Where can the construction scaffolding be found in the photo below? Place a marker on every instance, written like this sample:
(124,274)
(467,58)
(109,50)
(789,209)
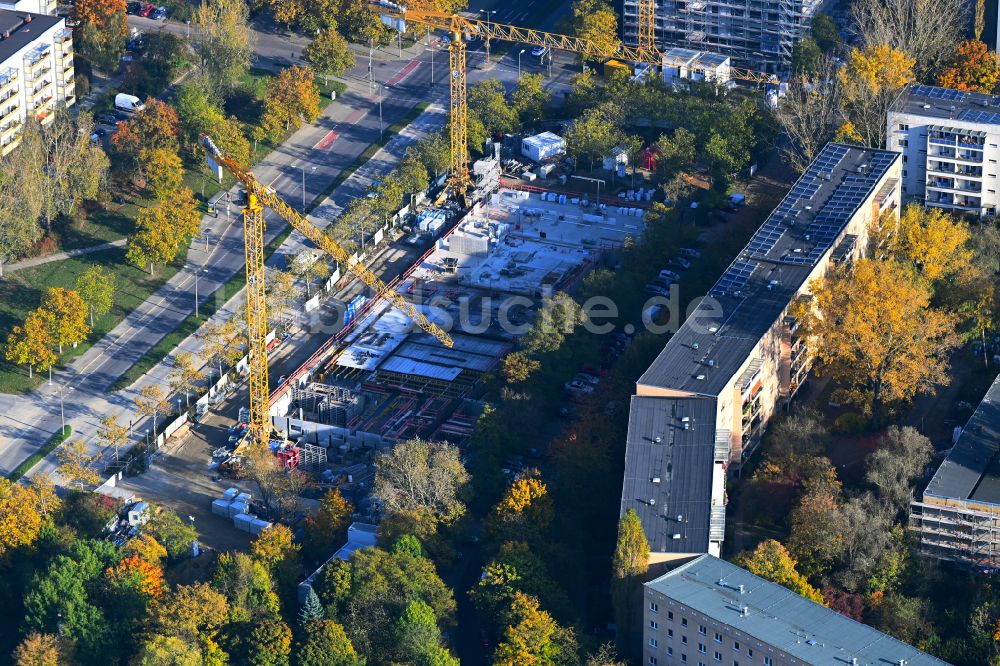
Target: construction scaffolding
(759,34)
(957,533)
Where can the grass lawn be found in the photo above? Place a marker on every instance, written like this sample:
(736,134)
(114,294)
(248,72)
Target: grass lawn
(21,292)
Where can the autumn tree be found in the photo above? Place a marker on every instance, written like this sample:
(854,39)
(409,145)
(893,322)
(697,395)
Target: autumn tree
(20,519)
(223,42)
(973,67)
(43,650)
(772,561)
(421,481)
(96,287)
(810,113)
(163,229)
(291,99)
(925,30)
(329,54)
(870,81)
(326,529)
(32,343)
(77,464)
(163,171)
(151,402)
(101,31)
(875,333)
(67,314)
(533,637)
(630,563)
(595,20)
(326,644)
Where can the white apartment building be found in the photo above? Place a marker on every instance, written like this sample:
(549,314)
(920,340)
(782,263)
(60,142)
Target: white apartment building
(36,71)
(950,141)
(709,611)
(701,407)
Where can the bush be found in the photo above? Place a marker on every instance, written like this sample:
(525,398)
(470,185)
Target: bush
(850,423)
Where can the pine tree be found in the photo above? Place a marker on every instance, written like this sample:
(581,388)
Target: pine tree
(312,609)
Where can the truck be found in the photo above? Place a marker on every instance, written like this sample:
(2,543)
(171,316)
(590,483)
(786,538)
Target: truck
(128,103)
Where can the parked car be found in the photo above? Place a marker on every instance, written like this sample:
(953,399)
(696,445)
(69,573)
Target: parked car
(670,275)
(679,262)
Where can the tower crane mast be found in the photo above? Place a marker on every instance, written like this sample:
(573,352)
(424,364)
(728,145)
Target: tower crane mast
(260,197)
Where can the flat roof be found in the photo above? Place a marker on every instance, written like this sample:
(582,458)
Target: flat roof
(22,33)
(717,339)
(972,469)
(948,104)
(799,627)
(669,482)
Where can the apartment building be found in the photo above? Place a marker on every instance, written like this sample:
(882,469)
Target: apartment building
(950,141)
(36,71)
(759,34)
(701,408)
(710,612)
(958,517)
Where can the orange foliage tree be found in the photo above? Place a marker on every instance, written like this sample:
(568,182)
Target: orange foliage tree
(102,31)
(973,67)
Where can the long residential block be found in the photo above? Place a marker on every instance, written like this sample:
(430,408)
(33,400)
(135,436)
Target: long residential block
(709,611)
(950,141)
(701,407)
(36,71)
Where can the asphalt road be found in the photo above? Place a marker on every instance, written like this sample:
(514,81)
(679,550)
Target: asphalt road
(312,157)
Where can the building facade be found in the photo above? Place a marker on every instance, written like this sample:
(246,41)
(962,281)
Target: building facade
(36,71)
(958,517)
(701,407)
(759,34)
(950,141)
(709,611)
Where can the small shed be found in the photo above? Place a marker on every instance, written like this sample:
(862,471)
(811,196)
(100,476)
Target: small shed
(543,146)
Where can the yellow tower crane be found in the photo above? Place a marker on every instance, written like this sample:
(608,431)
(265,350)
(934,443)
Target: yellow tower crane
(259,197)
(458,27)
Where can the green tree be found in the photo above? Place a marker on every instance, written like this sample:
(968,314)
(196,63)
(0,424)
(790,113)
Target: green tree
(630,563)
(326,644)
(97,288)
(772,561)
(530,97)
(329,54)
(223,42)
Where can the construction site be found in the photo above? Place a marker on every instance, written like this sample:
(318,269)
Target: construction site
(381,380)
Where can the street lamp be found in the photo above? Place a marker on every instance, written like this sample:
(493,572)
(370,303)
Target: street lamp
(488,12)
(62,408)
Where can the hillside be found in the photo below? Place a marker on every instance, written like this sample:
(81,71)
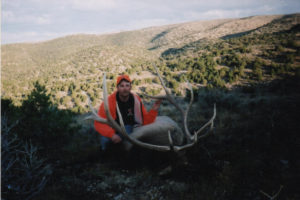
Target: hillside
(59,62)
(248,67)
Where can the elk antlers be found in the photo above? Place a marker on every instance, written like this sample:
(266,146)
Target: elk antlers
(192,139)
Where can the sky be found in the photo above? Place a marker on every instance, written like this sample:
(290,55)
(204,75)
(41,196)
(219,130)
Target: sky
(39,20)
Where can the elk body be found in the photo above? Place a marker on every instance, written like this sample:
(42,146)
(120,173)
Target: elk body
(162,135)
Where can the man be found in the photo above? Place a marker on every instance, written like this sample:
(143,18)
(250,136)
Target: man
(132,110)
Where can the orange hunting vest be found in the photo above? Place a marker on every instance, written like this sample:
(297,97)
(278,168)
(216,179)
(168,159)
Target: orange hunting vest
(141,115)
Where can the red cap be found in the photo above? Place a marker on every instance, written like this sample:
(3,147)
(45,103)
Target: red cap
(121,77)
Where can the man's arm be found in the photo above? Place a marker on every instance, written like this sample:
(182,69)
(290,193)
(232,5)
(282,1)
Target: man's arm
(101,128)
(149,117)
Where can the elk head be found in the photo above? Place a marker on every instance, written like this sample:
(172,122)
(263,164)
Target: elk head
(162,135)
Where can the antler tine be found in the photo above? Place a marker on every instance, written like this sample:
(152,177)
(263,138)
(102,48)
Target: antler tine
(162,97)
(187,111)
(94,114)
(210,122)
(137,142)
(170,98)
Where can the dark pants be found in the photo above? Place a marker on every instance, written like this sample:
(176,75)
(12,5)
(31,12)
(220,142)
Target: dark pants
(105,141)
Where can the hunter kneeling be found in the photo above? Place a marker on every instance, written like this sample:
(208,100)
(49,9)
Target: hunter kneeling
(131,108)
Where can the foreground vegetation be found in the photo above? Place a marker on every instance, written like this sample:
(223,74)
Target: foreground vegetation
(49,152)
(254,147)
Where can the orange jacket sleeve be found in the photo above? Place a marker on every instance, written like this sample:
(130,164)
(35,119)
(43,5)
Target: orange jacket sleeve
(104,129)
(148,117)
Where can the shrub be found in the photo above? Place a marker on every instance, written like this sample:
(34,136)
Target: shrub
(23,173)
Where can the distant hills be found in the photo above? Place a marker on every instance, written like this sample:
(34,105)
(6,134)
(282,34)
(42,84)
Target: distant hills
(83,58)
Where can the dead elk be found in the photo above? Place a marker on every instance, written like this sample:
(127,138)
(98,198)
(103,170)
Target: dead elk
(162,135)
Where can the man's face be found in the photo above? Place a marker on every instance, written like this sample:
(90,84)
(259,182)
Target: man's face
(124,88)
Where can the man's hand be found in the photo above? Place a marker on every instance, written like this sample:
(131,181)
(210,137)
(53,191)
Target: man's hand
(157,104)
(116,138)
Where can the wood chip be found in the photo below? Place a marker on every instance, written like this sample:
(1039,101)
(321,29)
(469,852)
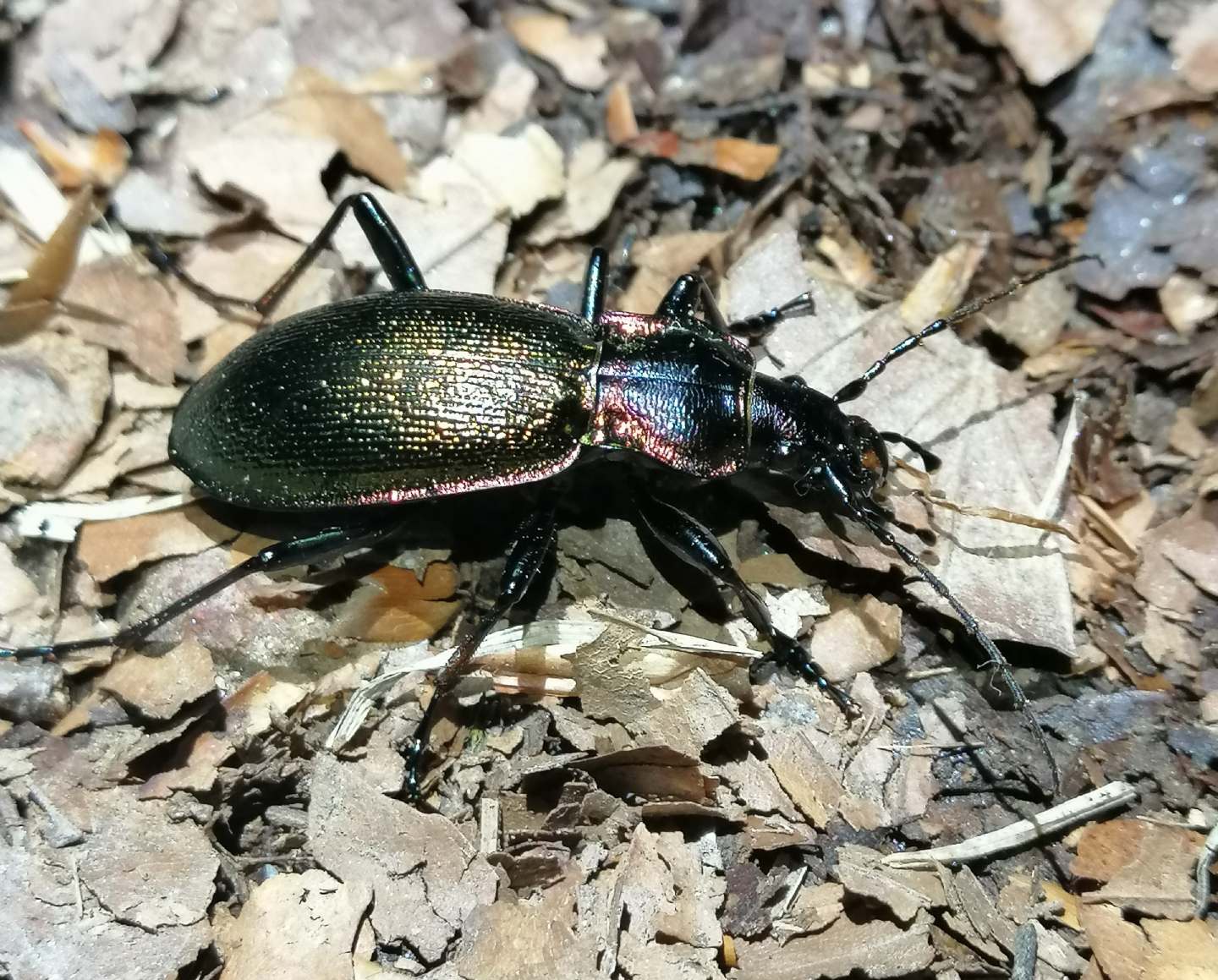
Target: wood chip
(877,950)
(425,875)
(157,687)
(304,923)
(578,56)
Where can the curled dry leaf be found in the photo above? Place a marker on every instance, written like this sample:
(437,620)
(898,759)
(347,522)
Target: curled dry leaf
(99,160)
(326,108)
(107,548)
(115,304)
(743,158)
(279,169)
(1048,39)
(579,56)
(594,182)
(52,392)
(395,606)
(424,874)
(304,924)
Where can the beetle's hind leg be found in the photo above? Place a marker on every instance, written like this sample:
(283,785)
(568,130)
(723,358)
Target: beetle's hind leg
(285,554)
(533,543)
(697,545)
(392,254)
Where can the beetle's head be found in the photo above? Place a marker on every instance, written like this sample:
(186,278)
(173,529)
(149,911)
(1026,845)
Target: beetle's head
(811,442)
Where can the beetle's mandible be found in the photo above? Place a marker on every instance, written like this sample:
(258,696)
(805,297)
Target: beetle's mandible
(415,393)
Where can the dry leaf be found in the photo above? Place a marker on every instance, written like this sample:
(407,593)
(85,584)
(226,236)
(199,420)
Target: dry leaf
(97,160)
(1048,39)
(957,403)
(326,108)
(395,606)
(594,182)
(304,923)
(282,171)
(855,637)
(578,56)
(115,304)
(743,158)
(30,301)
(424,874)
(52,392)
(877,950)
(107,548)
(158,687)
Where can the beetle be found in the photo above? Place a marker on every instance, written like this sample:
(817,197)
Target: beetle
(415,393)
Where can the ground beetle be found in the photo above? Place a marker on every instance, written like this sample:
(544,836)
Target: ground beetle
(417,393)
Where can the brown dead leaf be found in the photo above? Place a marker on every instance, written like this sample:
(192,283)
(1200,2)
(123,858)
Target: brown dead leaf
(326,108)
(115,304)
(424,873)
(857,636)
(1149,867)
(94,160)
(279,169)
(395,606)
(667,893)
(157,687)
(52,392)
(526,940)
(579,56)
(743,158)
(877,950)
(594,182)
(692,717)
(653,771)
(803,772)
(905,893)
(304,923)
(620,123)
(1196,47)
(1048,39)
(107,548)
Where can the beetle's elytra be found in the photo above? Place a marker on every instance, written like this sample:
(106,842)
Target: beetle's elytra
(415,393)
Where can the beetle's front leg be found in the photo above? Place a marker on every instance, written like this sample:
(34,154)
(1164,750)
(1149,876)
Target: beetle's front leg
(533,543)
(695,545)
(390,247)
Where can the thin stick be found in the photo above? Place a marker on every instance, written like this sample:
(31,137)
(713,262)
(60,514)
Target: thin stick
(1022,833)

------------------------

**WORK TO BE COMPLETED:** Locate the line with "Where can the beetle be" in the entries above; extract it and every line after it, verbatim.

**REPLY TO THE TASK:**
Where can the beetle be found in the photo above? Place a marker on every instance, written like this sample:
(817,197)
Target: beetle
(415,393)
Where can the ground beetle be found in the photo above? Place a marker on every instance, written like this sample:
(544,836)
Target: ground beetle
(417,393)
Where can the brown dead leaf be found in the photo above? Place a marker on every instance, written like this sample:
(192,283)
(1200,2)
(123,858)
Target: brown dead leaf
(326,108)
(115,304)
(424,873)
(857,636)
(1149,867)
(94,160)
(279,169)
(395,606)
(667,893)
(157,687)
(52,392)
(526,940)
(579,56)
(743,158)
(877,950)
(594,182)
(692,717)
(653,771)
(803,772)
(905,893)
(304,923)
(620,123)
(1196,47)
(1048,39)
(107,548)
Where can the beetle's elytra be found in the photo above? Place a marker on every instance, written like this sample:
(106,842)
Target: beetle's elytra
(415,393)
Where can the beetle's front leg be found in the photo above? Place a marker on every instance, written like this sample:
(34,154)
(1164,750)
(1149,876)
Target: beetle's front leg
(533,543)
(695,545)
(390,247)
Where can the thin stick be found in the photo above? Place a marker on every instance, written like this sample:
(31,137)
(713,262)
(60,514)
Target: thin stick
(1022,833)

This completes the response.